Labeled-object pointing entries
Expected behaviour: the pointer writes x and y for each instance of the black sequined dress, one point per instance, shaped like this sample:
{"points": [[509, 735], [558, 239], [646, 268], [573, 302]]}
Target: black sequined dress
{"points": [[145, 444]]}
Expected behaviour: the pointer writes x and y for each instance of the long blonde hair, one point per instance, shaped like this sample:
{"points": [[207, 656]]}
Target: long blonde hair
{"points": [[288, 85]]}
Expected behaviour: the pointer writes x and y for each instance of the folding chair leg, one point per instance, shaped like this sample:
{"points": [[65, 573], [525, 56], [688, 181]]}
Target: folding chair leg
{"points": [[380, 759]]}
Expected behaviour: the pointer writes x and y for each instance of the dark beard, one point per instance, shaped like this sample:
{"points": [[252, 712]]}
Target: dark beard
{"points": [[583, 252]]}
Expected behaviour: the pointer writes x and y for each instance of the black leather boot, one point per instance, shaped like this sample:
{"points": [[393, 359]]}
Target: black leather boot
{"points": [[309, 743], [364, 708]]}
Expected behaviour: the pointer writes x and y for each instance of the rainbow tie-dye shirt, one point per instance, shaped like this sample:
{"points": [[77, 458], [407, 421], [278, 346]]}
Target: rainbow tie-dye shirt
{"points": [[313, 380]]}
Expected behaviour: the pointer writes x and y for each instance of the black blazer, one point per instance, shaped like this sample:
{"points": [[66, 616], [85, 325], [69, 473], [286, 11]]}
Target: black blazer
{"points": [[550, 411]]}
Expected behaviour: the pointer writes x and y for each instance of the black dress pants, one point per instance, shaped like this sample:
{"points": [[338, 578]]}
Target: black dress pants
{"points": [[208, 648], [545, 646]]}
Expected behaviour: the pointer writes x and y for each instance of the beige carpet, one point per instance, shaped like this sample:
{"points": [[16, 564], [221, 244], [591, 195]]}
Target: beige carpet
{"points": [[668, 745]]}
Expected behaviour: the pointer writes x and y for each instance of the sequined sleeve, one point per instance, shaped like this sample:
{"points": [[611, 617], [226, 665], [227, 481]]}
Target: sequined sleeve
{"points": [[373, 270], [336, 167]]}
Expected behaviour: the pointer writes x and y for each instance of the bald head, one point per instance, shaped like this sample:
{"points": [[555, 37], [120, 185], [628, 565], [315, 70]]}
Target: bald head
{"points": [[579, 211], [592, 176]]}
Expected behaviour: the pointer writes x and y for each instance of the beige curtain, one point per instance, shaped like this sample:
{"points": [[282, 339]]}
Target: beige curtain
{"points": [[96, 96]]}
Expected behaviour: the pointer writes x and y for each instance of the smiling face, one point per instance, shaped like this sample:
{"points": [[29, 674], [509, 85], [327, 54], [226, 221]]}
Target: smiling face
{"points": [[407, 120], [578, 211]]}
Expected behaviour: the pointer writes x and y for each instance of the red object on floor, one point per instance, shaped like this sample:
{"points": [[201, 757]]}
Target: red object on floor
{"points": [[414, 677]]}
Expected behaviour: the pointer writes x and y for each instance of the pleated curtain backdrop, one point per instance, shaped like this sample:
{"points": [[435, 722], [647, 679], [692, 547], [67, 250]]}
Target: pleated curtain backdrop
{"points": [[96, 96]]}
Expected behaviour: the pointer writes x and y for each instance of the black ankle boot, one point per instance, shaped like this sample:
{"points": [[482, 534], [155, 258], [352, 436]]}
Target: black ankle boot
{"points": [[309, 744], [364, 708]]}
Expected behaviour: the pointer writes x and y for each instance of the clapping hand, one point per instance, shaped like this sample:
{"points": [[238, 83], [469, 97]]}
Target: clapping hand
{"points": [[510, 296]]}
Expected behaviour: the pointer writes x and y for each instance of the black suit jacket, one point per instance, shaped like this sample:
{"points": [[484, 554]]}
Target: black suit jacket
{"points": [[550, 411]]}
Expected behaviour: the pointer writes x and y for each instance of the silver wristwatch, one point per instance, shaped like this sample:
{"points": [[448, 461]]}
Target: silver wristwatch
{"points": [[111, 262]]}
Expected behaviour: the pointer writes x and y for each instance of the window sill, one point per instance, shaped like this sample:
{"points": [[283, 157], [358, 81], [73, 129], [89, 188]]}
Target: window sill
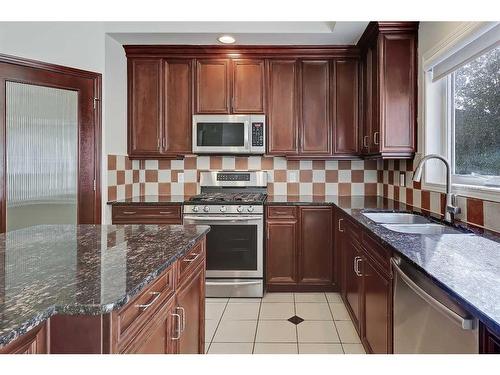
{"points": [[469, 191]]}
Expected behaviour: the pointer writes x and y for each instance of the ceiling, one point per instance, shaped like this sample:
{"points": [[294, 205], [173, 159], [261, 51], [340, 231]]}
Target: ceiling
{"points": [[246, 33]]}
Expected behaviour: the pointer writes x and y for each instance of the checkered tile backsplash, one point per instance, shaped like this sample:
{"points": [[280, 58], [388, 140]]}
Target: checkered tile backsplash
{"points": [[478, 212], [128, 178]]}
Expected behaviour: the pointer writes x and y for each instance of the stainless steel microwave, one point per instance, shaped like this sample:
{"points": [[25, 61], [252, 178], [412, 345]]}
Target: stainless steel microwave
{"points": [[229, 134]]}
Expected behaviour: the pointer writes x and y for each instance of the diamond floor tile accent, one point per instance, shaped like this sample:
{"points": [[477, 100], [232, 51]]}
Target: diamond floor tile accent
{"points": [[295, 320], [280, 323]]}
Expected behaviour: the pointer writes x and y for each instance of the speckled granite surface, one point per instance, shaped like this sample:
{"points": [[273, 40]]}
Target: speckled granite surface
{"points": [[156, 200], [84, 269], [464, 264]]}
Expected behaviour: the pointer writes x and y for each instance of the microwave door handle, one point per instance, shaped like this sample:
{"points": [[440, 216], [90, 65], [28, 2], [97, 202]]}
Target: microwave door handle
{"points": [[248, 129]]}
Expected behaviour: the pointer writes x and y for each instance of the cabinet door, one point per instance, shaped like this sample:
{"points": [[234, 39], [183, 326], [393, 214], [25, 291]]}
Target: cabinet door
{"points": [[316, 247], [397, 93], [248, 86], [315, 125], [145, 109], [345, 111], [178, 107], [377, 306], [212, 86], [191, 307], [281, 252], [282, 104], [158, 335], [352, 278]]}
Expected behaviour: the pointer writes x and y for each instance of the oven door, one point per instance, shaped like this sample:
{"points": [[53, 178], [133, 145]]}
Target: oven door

The request – Could you reproduce word for word the lines above, beginning at the line that has "of the cabinet" and stopping after the line that has "Target: cabinet door"?

Problem solution –
Expected behaviour: the pointer writes x and y for each instance of the cabinet door, one point per instance, shaped like this sample:
{"points": [[234, 39], [183, 326], [393, 214], [25, 291]]}
Target: cabinet door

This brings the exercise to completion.